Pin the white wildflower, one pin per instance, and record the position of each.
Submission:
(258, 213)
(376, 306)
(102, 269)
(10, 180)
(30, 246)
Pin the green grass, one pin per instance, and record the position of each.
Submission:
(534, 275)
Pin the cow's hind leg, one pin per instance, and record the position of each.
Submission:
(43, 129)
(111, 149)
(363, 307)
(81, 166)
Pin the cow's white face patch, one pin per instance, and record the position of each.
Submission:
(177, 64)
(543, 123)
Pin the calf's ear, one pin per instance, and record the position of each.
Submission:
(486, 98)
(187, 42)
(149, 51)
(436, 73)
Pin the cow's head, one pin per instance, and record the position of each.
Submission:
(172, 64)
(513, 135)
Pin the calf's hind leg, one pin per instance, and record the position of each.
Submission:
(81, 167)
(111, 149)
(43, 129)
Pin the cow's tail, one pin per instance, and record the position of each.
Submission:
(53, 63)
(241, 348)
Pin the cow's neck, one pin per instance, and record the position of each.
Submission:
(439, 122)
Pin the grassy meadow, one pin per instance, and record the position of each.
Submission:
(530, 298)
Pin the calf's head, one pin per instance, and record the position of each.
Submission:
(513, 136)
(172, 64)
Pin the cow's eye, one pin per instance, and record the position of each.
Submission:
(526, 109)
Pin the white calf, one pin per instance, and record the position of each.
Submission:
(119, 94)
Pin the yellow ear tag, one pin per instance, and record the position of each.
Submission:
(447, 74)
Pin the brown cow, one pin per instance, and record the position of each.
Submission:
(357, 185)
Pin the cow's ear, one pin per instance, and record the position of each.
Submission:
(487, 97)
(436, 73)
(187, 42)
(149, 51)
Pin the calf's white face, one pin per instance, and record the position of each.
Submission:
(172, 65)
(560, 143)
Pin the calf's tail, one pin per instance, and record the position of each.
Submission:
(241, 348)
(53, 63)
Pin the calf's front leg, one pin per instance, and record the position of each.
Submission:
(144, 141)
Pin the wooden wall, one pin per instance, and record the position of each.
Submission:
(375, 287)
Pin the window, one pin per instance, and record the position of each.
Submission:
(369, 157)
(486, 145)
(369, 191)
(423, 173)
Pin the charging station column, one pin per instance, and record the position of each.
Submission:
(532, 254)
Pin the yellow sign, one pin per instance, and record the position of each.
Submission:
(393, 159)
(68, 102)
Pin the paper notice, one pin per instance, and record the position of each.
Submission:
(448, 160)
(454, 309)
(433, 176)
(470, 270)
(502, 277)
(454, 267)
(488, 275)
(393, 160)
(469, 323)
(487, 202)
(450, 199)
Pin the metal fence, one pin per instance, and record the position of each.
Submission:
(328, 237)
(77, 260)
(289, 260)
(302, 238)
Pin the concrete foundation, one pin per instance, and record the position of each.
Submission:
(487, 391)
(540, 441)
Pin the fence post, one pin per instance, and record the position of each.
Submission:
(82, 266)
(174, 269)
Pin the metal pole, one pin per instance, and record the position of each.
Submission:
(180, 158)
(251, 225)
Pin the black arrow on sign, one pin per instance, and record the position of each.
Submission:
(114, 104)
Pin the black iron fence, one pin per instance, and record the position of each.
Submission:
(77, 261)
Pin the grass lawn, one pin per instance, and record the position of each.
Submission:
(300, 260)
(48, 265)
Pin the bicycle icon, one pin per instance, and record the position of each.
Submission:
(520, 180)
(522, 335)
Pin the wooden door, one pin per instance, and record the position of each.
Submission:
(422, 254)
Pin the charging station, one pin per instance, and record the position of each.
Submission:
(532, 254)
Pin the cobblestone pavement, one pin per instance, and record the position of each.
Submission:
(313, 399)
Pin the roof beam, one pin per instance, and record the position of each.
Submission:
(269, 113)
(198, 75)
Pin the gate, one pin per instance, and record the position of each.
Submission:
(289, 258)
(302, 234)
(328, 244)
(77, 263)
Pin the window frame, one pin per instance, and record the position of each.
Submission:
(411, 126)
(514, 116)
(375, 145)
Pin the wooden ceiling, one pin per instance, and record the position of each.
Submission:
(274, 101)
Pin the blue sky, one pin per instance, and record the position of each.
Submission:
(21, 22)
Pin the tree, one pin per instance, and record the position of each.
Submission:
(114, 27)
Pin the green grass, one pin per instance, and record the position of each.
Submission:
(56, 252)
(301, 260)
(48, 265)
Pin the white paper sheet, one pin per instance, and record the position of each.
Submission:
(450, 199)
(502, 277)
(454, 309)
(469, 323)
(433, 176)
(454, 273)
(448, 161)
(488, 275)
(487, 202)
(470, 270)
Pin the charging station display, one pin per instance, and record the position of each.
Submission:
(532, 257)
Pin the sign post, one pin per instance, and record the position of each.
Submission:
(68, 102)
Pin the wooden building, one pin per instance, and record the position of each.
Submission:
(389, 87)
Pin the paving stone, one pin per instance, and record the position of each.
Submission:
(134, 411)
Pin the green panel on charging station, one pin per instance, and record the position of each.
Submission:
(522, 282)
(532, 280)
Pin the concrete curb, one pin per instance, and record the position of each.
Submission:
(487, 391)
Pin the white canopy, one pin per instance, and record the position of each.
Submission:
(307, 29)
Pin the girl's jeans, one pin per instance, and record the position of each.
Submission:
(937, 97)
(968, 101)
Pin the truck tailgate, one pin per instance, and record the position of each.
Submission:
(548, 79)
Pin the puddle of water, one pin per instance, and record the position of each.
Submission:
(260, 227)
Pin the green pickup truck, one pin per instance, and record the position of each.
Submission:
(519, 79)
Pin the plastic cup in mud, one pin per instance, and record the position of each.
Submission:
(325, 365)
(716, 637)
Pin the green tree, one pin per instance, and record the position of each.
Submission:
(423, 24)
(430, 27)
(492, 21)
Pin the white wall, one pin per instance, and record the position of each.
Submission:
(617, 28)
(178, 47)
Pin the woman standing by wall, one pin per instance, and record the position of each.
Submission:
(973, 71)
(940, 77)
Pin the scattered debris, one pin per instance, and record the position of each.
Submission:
__________
Objective:
All of the material above needs to be retyped word for word.

The result:
Pin the white wildflower, one pin per instance, and record the position of each.
Submission:
(258, 213)
(376, 306)
(102, 269)
(10, 180)
(30, 246)
Pin the green grass, one pin per instance, and record the position of each.
Submission:
(534, 275)
Pin the cow's hind leg, one pin per instance, and record the position of each.
Submission:
(43, 129)
(111, 149)
(363, 307)
(81, 166)
Pin the cow's white face patch, one pin per instance, and record the position of each.
Submission:
(177, 64)
(543, 123)
Pin the calf's ear, one pin per instance, and record the position of each.
Submission:
(486, 98)
(187, 42)
(149, 51)
(436, 73)
Pin the cow's head, one pin per instance, and record the position of each.
Submission:
(172, 64)
(513, 135)
Pin the calf's hind leg, one pin per instance, and record the position of each.
Submission:
(81, 167)
(111, 149)
(43, 129)
Pin the cow's tail, one pin per instance, and record the position of each.
Submission:
(53, 63)
(241, 348)
Pin the cow's neck, one pin per instance, and record the position of each.
Submission:
(439, 122)
Pin the grassy meadow, one pin per instance, and record the position of each.
Submission:
(530, 298)
Pin the calf's head, one pin per instance, and record the position of each.
Submission:
(513, 136)
(172, 64)
Pin the cow's eye, one pin per instance, and record the position of each.
Submission:
(526, 109)
Pin the white calf, one pin per instance, and record the position of each.
Submission:
(119, 94)
Pin the yellow ear tag, one pin per instance, and record the position of each.
Submission:
(447, 74)
Pin the brown cow, one pin per instance, and record the position of each.
Submission:
(357, 185)
Pin the cow's ear, one pin per instance, and record the position of each.
Submission:
(487, 97)
(436, 73)
(187, 42)
(149, 51)
Pin the calf's white face, one pin per instance, and record the position of each.
Submission:
(172, 65)
(560, 143)
Pin the calf's tail, one pin per instance, and record the position of each.
Submission:
(241, 348)
(53, 63)
Pin the calf's front leg, one pin per instance, and record the position of each.
Submission:
(144, 141)
Pin the wooden wall, one pin per instance, and record the position of each.
Submission:
(375, 287)
Pin the window, one pin per instance, and record the position of each.
Submission:
(369, 157)
(486, 145)
(369, 191)
(423, 173)
Pin the charging station column, one pin per instance, and record the position of each.
Submission:
(532, 254)
Pin the yellow sign, one pin per instance, and record the position of each.
Submission:
(393, 159)
(68, 102)
Pin the paper notice, one pin per instance, and record the position of each.
Submission:
(448, 160)
(454, 309)
(433, 176)
(470, 270)
(502, 277)
(454, 267)
(488, 275)
(393, 160)
(469, 323)
(487, 202)
(450, 199)
Pin the metal fence, one pin per instance, and record the position of each.
Submission:
(328, 237)
(77, 260)
(289, 260)
(302, 238)
Pin the concrete foundation, one pin per instance, and record the position of each.
Submission:
(487, 391)
(540, 441)
Pin the fence post, one pin per instance, and record the position of each.
Submission:
(82, 266)
(174, 269)
Pin the metal pole, one pin per instance, and record the position of each.
Submission:
(180, 158)
(251, 225)
Pin the black arrow on sign, one pin per instance, and record the position of each.
Submission:
(114, 104)
Pin the black iron fence, one pin per instance, and record the position of each.
Submission:
(77, 261)
Pin the grass lawn, one pin per instance, and record the position of each.
Submission:
(300, 260)
(48, 265)
Pin the bicycle icon, one pin per instance, and record the position of each.
Submission:
(520, 180)
(522, 335)
Pin the wooden door, one pin per instance, and record the position of each.
Submission:
(422, 254)
Pin the charging station, one pin per instance, and record the position of each.
Submission:
(532, 254)
Pin the cobblestone pavement, one pin per instance, and record the position of each.
Submission:
(313, 399)
Pin the roof beam, one pin per instance, and record the position of each.
Submission:
(269, 113)
(198, 75)
Pin the gate, one pin per instance, and record the position of each.
Submission:
(289, 258)
(302, 234)
(328, 244)
(77, 263)
Pin the window frame, one pin per instance, and record the position of each.
Submission:
(411, 126)
(514, 116)
(375, 145)
Pin the wooden ceiling, one pin per instance, and record the position of each.
Submission:
(274, 101)
Pin the blue sky, one pin per instance, and record the position of each.
Submission:
(21, 22)
Pin the tree, one pin per instance, and record the position of each.
Submission:
(114, 27)
Pin the green grass, one pin per instance, and record the position of each.
Submission:
(56, 252)
(301, 260)
(48, 265)
Pin the white paper sheet, one pin per instance, and record the position of each.
Submission:
(450, 199)
(502, 277)
(454, 309)
(469, 323)
(433, 176)
(454, 273)
(448, 161)
(488, 275)
(487, 202)
(470, 270)
Pin the charging station display, one pin per instance, and record the position of each.
Submission:
(532, 257)
Pin the sign post, one pin per instance, and record the position of each.
Submission:
(68, 102)
Pin the wooden building, one pin per instance, and record the position of each.
Submission:
(389, 87)
Pin the paving stone, one pin per instance, and record the position of each.
Submission:
(134, 411)
Pin the green panel on charging station, one pin per instance, and record the position of each.
Submission:
(522, 282)
(532, 280)
Pin the concrete curb, one pin per instance, and record the position of each.
Submission:
(487, 391)
Pin the white canopy, one pin per instance, and record the position of each.
Submission:
(307, 29)
Pin the girl's jeans, one pin per instance, and record the position of each.
Submission:
(937, 97)
(968, 101)
Pin the truck tailgate, one pin per instance, and record the position of each.
Submission:
(548, 79)
Pin the puddle of water, one pin per instance, and record the position of each.
Submission:
(260, 227)
Pin the green pickup truck, one pin per instance, and record the position of each.
Submission:
(519, 79)
Pin the plastic cup in mud, one pin per instance, and record the position of each.
Submission:
(325, 365)
(716, 637)
Pin the green tree, one pin per instance, and record the position of each.
Submission:
(423, 24)
(430, 27)
(492, 21)
Pin the white wall, one pin per instance, and record the position of each.
Submission:
(617, 28)
(178, 47)
Pin the woman standing by wall, one pin per instance, and record the position of each.
Submission:
(973, 71)
(940, 77)
Pin the scattered debris, one pin per instance, and record the position of each.
Submission:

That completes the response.